* [WHAT THE EXERCISE ASKS] Which lines below contain the word "green"? Copy each of them.

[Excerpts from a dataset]
================================

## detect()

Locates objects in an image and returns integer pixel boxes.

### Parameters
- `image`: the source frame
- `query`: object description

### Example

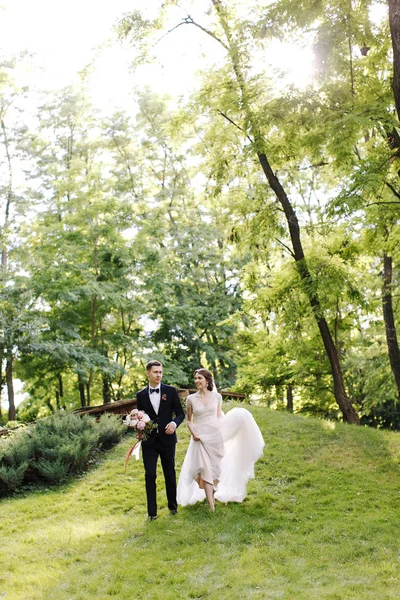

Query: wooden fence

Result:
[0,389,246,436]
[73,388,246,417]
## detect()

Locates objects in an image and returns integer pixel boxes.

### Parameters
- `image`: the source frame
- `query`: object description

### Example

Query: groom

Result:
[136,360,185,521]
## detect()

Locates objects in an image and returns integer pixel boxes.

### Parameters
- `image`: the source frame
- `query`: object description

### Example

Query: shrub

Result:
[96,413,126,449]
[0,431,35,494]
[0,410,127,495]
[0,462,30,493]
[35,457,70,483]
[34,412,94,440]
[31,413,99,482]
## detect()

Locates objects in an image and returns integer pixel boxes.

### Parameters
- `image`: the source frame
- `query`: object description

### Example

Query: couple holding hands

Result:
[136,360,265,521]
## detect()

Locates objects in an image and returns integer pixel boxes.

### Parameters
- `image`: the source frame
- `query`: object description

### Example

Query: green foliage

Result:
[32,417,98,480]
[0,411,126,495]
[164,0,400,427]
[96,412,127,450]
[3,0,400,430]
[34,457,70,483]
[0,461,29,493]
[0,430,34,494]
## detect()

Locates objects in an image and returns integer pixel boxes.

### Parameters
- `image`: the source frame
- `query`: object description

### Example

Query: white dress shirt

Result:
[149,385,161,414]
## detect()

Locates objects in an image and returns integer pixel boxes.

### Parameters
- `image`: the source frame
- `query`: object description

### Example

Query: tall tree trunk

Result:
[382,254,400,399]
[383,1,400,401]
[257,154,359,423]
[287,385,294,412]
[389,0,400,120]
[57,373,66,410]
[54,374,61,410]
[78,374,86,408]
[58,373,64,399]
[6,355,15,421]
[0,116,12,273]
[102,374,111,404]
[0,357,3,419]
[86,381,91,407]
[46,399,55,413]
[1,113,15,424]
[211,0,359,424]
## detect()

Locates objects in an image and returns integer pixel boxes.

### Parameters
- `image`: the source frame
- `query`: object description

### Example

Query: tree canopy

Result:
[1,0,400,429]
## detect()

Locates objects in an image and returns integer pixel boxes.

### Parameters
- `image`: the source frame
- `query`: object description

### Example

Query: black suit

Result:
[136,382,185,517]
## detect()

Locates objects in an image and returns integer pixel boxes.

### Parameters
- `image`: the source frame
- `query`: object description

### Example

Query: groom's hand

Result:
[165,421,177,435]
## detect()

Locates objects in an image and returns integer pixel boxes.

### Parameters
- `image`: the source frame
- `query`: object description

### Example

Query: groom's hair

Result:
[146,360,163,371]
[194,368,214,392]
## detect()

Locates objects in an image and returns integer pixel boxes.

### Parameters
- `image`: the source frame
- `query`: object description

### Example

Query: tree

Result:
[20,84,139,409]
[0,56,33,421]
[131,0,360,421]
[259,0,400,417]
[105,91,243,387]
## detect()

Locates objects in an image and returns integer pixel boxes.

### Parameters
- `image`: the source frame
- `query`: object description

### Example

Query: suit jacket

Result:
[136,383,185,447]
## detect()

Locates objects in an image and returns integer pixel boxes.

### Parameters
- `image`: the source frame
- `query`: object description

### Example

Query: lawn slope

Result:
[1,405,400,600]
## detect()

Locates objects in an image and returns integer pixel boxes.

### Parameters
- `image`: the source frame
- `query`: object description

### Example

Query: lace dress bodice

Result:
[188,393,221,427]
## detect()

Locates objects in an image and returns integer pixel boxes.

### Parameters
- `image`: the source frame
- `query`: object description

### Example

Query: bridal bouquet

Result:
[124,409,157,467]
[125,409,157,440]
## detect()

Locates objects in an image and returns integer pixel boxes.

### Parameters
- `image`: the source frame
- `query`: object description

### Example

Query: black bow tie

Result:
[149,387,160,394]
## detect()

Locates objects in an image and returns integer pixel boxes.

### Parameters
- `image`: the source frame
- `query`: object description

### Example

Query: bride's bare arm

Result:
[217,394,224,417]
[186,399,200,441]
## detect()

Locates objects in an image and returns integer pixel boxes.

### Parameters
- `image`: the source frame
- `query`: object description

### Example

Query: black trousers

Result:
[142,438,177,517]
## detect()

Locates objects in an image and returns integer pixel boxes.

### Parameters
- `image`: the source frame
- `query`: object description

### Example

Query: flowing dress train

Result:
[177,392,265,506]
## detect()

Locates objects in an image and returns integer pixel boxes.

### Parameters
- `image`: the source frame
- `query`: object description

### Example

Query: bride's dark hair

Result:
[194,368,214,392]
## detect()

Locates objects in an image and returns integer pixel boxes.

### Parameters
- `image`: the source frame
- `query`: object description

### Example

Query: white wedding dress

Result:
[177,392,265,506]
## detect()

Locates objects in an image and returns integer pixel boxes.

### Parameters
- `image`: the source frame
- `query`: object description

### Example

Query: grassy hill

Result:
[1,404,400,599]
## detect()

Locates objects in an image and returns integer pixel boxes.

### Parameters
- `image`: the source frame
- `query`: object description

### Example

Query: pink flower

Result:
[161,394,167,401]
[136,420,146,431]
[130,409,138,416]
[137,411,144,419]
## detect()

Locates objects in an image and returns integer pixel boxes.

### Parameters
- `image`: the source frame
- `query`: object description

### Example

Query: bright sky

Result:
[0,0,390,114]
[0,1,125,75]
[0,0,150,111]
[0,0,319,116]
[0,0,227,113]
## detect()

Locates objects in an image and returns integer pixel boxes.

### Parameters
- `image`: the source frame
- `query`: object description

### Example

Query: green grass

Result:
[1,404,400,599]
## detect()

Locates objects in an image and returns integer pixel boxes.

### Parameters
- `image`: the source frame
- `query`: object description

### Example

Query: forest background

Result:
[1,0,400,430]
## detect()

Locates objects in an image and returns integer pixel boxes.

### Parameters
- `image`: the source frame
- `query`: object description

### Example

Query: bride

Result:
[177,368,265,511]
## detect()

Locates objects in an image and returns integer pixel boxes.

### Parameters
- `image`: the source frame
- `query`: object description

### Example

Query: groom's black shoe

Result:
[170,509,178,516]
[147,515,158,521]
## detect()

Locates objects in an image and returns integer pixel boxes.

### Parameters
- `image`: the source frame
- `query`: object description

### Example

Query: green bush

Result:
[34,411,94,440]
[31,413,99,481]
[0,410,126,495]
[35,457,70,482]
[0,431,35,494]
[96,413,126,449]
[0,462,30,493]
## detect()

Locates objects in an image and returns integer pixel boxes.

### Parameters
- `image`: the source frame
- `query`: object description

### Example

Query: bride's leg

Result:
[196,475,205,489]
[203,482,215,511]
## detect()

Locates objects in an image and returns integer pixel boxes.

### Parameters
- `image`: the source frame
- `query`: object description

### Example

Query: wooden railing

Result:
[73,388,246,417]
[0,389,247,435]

================================

* [ANSWER AREA]
Query: green foliage
Query: green grass
Query: green bush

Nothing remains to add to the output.